__TEKS PILIHAN__
┌────────

Sementara itu, putra-putra pandu tumbuh menjadi dewasa di dalam keraton; dalam segala hal mereka melebihi kemampuan putra Dastarasta. Bima juara berlari, memanah, bersantap, dan mendebarkan debu ke mata lawan-lawannya (Lal, 2008: 41)
Kehebatan Bima jika direfleksikan terhadap Kereta Api Bima sangatlah sesuai. Kereta Api Bima dianggap memiliki kecepatan yang dapat dirujuk atau diintepretasikan terhadap kecepatan berlari Bima dalam cerita Mahabarata. Menurut Belsey mengonseptualisasikan “interpretasi” sebagai suatu alat untuk menghasilkan makna. Makna sebuah teks tergantung pada interpretasi (Allan, 2004: 2). Dalam hal ini kecepatan Bima dalam berlari dapat diintepretsikan terhadap kecepatan Kereta Api Bima dalam menempuh perjalanan jauh (Jakarta —Surabaya ).
Kekuatan Bima dalam cerita Mahabarata juga dapat terlihat ketika ia membawa ke empat saudaranya dan ibunya—Kunti pada malam hari untuk menghindari bahaya pembakaran yang dilakukan oleh Duryodana. Bima menggendong ke empat saudaranya, yakni Yudistira, Arjuna, Nakula dan Shadewa melewati terowongan yang memang telah mereka siapkan sebelumnya dalam menghadapi serangan Duryodana dan kawan-kawannya. Hal ini dapat dilihat pada kutipan berikut.
Terbangun oleh gemertak api, penduduk kota berkumpul di sekitar istana itu, berdiri tanpa memberikan pertolongan, menyaksikan kebakaran itu sepanjang malam, dan menyimpulkan bahwa puncorana telah berhasil membakar kakak-beradik Pandawa hidup-hidup.
Tapi para Pandawa berjalan menerobos gelap sampai mereka tiba di tepi gangga, mereka menyebarngi dengan sebuah perahu, menuju ke selatan, dibimbing oleh bintang-bintang. Mereka merasa lelah, haus, dan mengantuk, tapi Bima yang tak kenal lelah dengan mudahnya mengangkat ibu dan keempat saudaranya untuk dipanggul di pundaknya meneruskn perjalanan sampai akhirnya ia meletakkan mereka yang sudah kehabisan tenaga, untuk tidur di tempat yang terbuka di dalam hutan itu, dan ia sendiri tetap menjaga mereka (Lal, 2008: 59)
Dari kutipan di atas dapat dilihat kekuatan Bima yang berjuang untuk menyelamatkan keluarganya dengan cara menggedongnya tanpa lelah. Penokohan dalam hal kekuatan Bima pun dapat ditelisik dan diinterpretasikan terhadap Kereta Api Bima.

└────────

__KUMPULAN TUGAS__
a) Salin kata demi kata bagian teks pilihan antara "Kekuatan Bima dalam" dan "kakak-beradik Pandawa hidup-hidup.", termasuk kedua ujungnya.
b) Dalam teks pilihan, siapa saja nama keempat saudara yang digendong Bima?

__ENTRI TERSEDIA__
┌────────

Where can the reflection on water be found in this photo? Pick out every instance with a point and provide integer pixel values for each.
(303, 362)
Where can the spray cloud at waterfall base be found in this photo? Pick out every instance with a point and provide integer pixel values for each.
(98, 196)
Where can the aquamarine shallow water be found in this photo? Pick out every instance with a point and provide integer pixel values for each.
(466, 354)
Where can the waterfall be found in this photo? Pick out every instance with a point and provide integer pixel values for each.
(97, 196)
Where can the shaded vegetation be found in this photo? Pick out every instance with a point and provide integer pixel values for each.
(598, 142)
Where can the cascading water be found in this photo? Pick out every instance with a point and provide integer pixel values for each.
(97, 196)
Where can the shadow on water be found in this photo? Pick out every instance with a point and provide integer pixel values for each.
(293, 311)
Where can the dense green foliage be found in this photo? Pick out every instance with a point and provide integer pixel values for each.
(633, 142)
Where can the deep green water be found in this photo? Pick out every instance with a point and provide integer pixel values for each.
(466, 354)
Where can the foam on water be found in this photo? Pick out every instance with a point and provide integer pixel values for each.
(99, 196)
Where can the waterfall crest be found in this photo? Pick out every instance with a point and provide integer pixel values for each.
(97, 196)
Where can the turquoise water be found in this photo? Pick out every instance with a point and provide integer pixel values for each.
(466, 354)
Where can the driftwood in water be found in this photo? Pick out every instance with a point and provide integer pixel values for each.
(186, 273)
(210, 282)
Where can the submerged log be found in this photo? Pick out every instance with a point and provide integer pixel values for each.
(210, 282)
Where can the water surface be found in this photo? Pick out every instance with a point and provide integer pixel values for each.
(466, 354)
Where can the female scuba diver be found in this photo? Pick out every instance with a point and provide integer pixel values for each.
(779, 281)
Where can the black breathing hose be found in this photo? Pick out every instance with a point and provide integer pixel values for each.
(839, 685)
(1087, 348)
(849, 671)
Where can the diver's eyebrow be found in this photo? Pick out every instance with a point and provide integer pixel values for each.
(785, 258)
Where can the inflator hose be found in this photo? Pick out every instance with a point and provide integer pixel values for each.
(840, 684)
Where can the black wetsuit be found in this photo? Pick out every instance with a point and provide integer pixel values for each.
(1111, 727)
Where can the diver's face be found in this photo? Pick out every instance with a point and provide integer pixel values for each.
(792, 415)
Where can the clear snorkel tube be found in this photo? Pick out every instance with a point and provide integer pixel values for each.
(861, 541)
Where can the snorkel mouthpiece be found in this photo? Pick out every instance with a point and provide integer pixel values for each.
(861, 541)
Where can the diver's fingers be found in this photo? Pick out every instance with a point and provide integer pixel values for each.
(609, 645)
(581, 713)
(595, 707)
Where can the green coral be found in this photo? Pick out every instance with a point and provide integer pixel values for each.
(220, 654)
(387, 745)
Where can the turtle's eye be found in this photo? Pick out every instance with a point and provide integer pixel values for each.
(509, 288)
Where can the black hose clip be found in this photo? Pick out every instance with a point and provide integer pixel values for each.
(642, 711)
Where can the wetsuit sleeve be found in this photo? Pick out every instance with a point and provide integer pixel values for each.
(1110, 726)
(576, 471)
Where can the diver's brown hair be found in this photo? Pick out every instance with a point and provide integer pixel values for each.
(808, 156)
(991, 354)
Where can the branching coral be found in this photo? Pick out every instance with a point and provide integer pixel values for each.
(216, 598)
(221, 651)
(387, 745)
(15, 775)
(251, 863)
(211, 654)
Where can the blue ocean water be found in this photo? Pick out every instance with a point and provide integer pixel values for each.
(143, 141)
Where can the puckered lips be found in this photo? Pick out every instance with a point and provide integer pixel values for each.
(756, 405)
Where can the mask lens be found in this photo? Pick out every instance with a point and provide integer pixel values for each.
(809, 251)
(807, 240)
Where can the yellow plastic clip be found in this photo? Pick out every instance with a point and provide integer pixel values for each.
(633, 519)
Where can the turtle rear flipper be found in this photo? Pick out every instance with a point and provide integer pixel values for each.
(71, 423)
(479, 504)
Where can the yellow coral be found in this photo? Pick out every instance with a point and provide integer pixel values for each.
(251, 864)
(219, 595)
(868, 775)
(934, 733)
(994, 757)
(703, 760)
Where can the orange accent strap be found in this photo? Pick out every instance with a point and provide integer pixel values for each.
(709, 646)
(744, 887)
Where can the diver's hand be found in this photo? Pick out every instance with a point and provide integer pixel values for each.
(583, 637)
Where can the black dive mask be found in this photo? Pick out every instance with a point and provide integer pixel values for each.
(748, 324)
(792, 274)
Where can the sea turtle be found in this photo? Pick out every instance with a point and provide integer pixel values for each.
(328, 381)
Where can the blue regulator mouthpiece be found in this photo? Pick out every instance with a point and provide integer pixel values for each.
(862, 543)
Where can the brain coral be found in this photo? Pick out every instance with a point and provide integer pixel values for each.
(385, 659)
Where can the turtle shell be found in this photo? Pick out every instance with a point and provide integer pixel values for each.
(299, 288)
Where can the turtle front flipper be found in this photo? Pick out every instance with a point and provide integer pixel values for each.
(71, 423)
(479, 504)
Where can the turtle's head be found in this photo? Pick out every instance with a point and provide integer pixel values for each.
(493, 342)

└────────

__JAWABAN TIAP TUGAS__
a)
Kekuatan Bima dalam cerita Mahabarata juga dapat terlihat ketika ia membawa ke empat saudaranya dan ibunya—Kunti pada malam hari untuk menghindari bahaya pembakaran yang dilakukan oleh Duryodana. Bima menggendong ke empat saudaranya, yakni Yudistira, Arjuna, Nakula dan Shadewa melewati terowongan yang memang telah mereka siapkan sebelumnya dalam menghadapi serangan Duryodana dan kawan-kawannya. Hal ini dapat dilihat pada kutipan berikut.
Terbangun oleh gemertak api, penduduk kota berkumpul di sekitar istana itu, berdiri tanpa memberikan pertolongan, menyaksikan kebakaran itu sepanjang malam, dan menyimpulkan bahwa puncorana telah berhasil membakar kakak-beradik Pandawa hidup-hidup.

b) Yudistira, Arjuna, Nakula, Shadewa